Text:
Even more puzzling, Bainbridge has found that asking participants to try to remember or forget a certain face, even when incentivizing them with money, doesn’t really make a difference. “Effort isn’t really able to override this effect,” she says. Participants “still couldn’t forget the memorable ones or remember the forgettable ones, even with the reward.”
Studies on memorability haven’t been perfectly representative of all people around the world, so it’s hard to know if there are some important cultural differences in what people remember. So far, Bainbridge and her colleagues in the field haven’t found big differences between groups of people. They can even assign any given image a “memorability score” based on data derived from one group, and have that score predict how well another group of participants will remember an image.
“The fact that it’s consistent across people must mean that there’s something consistent about our brains,” Baker, the NIH neuroscientist, says.

Recorded information:
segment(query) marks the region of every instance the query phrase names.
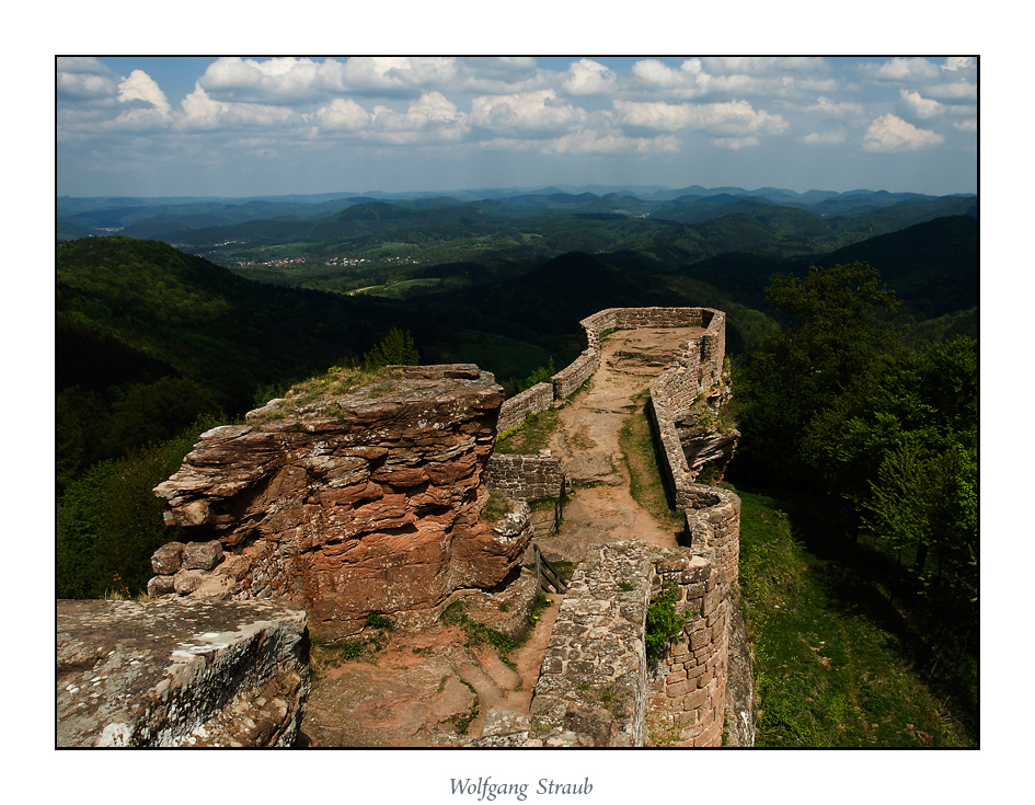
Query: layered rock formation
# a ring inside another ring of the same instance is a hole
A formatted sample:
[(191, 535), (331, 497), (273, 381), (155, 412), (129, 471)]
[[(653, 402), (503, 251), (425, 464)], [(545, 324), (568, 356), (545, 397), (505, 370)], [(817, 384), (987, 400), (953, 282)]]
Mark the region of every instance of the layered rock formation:
[[(320, 631), (352, 634), (369, 613), (427, 610), (519, 564), (527, 508), (502, 524), (480, 517), (503, 402), (491, 373), (390, 367), (347, 393), (334, 377), (323, 380), (330, 392), (313, 383), (246, 425), (202, 434), (156, 487), (166, 522), (227, 551), (214, 570), (193, 571), (198, 593), (288, 598)], [(156, 565), (156, 591), (186, 578), (173, 564)]]
[(57, 602), (57, 746), (290, 746), (306, 613), (274, 602)]

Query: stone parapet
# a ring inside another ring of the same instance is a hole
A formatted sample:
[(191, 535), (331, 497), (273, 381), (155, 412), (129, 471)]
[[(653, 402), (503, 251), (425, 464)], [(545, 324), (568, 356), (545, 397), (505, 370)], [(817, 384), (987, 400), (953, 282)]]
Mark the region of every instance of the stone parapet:
[(561, 459), (550, 456), (493, 453), (485, 465), (485, 485), (514, 501), (559, 497), (564, 488)]
[(496, 433), (502, 434), (517, 427), (525, 422), (526, 416), (545, 411), (553, 403), (553, 383), (536, 383), (531, 388), (504, 400), (503, 405), (499, 406)]
[(272, 601), (57, 602), (57, 746), (290, 746), (306, 612)]
[[(670, 586), (682, 626), (651, 665), (647, 612)], [(721, 745), (729, 606), (723, 573), (692, 549), (590, 547), (557, 612), (532, 693), (533, 728), (509, 745)]]
[(644, 625), (653, 578), (642, 542), (591, 547), (557, 612), (532, 693), (545, 746), (642, 746)]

Actions to take:
A – In the memorability text, what did offering participants money fail to change?
B – Repeat the stretch of the memorability text from "Even more puzzling, Bainbridge" through "remember an image." word for word.

Expected results:
A – Offering money did not help participants forget the memorable faces or remember the forgettable ones.

B –
Even more puzzling, Bainbridge has found that asking participants to try to remember or forget a certain face, even when incentivizing them with money, doesn’t really make a difference. “Effort isn’t really able to override this effect,” she says. Participants “still couldn’t forget the memorable ones or remember the forgettable ones, even with the reward.”
Studies on memorability haven’t been perfectly representative of all people around the world, so it’s hard to know if there are some important cultural differences in what people remember. So far, Bainbridge and her colleagues in the field haven’t found big differences between groups of people. They can even assign any given image a “memorability score” based on data derived from one group, and have that score predict how well another group of participants will remember an image.